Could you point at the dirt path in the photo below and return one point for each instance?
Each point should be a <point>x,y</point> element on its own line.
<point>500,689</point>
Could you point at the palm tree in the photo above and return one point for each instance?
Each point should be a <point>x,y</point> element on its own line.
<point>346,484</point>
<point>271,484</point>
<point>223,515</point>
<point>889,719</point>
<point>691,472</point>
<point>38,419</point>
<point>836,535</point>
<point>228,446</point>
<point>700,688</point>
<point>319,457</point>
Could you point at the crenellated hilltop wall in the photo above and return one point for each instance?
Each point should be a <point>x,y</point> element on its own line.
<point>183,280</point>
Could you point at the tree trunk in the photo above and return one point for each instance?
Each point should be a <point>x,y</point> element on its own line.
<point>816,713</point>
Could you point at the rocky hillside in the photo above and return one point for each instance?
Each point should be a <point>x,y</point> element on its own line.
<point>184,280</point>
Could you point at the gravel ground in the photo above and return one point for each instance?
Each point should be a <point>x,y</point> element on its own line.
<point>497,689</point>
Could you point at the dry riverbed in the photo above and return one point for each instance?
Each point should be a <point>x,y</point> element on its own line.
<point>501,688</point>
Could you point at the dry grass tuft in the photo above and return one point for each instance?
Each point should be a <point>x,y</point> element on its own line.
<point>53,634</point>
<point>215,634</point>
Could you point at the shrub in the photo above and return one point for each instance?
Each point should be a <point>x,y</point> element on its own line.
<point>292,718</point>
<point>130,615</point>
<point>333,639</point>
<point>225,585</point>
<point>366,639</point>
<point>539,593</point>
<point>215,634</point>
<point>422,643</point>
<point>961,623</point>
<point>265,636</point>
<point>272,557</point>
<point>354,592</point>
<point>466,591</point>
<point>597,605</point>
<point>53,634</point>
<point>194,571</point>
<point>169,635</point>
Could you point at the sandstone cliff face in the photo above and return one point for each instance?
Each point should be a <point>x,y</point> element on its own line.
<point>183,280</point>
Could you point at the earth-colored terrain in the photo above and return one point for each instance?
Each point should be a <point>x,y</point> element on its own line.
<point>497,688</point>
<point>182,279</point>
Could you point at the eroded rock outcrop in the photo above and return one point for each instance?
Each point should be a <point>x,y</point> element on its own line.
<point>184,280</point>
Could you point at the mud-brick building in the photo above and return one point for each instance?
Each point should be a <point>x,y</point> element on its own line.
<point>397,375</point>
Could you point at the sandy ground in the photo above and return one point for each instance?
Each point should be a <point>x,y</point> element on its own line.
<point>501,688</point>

**Set exercise:** Repeat the data above word for word, starting at the line with "Could you point at the dry grass" and ending with, and including, the line with "<point>182,279</point>".

**Final result:**
Could you point at the dry grass tuft in the photo above and return one point for each instance?
Each point should be a <point>x,y</point> element on its own line.
<point>53,634</point>
<point>215,634</point>
Could you point at the shrub in the photo above and return one point for each instance?
Each point should be a <point>x,y</point> element on its own line.
<point>292,718</point>
<point>130,615</point>
<point>333,639</point>
<point>225,585</point>
<point>366,639</point>
<point>539,593</point>
<point>215,634</point>
<point>422,643</point>
<point>961,623</point>
<point>265,636</point>
<point>272,557</point>
<point>354,592</point>
<point>466,591</point>
<point>597,605</point>
<point>53,634</point>
<point>194,571</point>
<point>169,635</point>
Could you point at the sandstone cliff face in the photo above and return one point for each instance?
Each point should be a <point>x,y</point> element on its own line.
<point>183,280</point>
Could you point at the earth-colored terrain in the photo above and return one point for each instance?
Each point should be a <point>x,y</point> element on its own line.
<point>497,688</point>
<point>182,279</point>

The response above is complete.